* _Extract provided_
^^^^^^^^
So far, I’ve talked about generating tests, and Copilot seems much more focused on generating code - which I also believe can be a great foundation to increase the efficiency of TDD even further. This is the idea that got me really excited.

This is a common flow of TDD:

Write failing unit test.
Write code that makes test pass.
Refactor.
Repeat until feature is complete.

(Different people might have slightly different steps, but this is roughly what most translates to).

By following these steps, you tend to end up with very clean and well-tested code. It is the way I prefer to develop, and I personally find it very enjoyable.

So how would Copilot be able to impact TDD? Let's consider this:

Write failing unit test.
Generate code that makes tests pass.
Refactor if needed.
Repeate unil the feature is complete.

What if we could simply write tests, and then an AI would generate code that would make those tests pass. This approach is the opposite direction of the legacy team approach, but one that I believe to be much more powerful.

AI that generates code based on tests will have much more information to work with. The AI can verify whether the generated code is correct or not, and therefore can iterate through solutions until it finds something that works. The AI has multiple data points (tests) where inputs and results are different. It has a clear goal to make those tests pass, and if it does, it has succeeded. The big challenge here would be to write tests that would meaningfully describe what the implementation needs to do.
^^^^^^^^
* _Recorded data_

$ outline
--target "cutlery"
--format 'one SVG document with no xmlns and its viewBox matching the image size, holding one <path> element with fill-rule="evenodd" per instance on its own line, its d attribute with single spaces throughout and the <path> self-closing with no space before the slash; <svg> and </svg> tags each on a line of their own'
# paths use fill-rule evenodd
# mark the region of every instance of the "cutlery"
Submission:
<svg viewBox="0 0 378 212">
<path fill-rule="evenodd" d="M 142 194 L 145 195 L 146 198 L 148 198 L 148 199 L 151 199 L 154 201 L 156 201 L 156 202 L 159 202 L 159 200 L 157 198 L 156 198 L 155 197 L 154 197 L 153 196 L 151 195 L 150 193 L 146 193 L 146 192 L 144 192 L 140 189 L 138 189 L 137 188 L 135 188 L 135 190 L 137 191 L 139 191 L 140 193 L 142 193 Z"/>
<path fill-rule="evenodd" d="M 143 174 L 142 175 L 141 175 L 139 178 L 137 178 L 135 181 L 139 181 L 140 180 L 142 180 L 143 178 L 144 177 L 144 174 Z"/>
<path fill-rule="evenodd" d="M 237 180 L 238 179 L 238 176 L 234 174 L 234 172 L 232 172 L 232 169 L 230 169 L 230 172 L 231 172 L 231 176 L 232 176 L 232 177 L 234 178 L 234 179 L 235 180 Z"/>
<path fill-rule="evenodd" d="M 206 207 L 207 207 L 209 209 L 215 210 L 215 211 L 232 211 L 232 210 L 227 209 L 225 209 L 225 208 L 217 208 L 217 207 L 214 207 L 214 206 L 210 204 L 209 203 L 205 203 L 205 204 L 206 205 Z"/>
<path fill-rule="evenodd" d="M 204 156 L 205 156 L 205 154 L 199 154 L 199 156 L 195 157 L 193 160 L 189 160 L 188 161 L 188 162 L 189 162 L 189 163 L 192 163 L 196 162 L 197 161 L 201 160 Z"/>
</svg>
^^^^^^^^
* _What to produce_
What does the excerpt on Copilot and TDD call the big challenge of having AI generate code from tests?

* _Exercise response_
Writing tests that meaningfully describe what the implementation needs to do.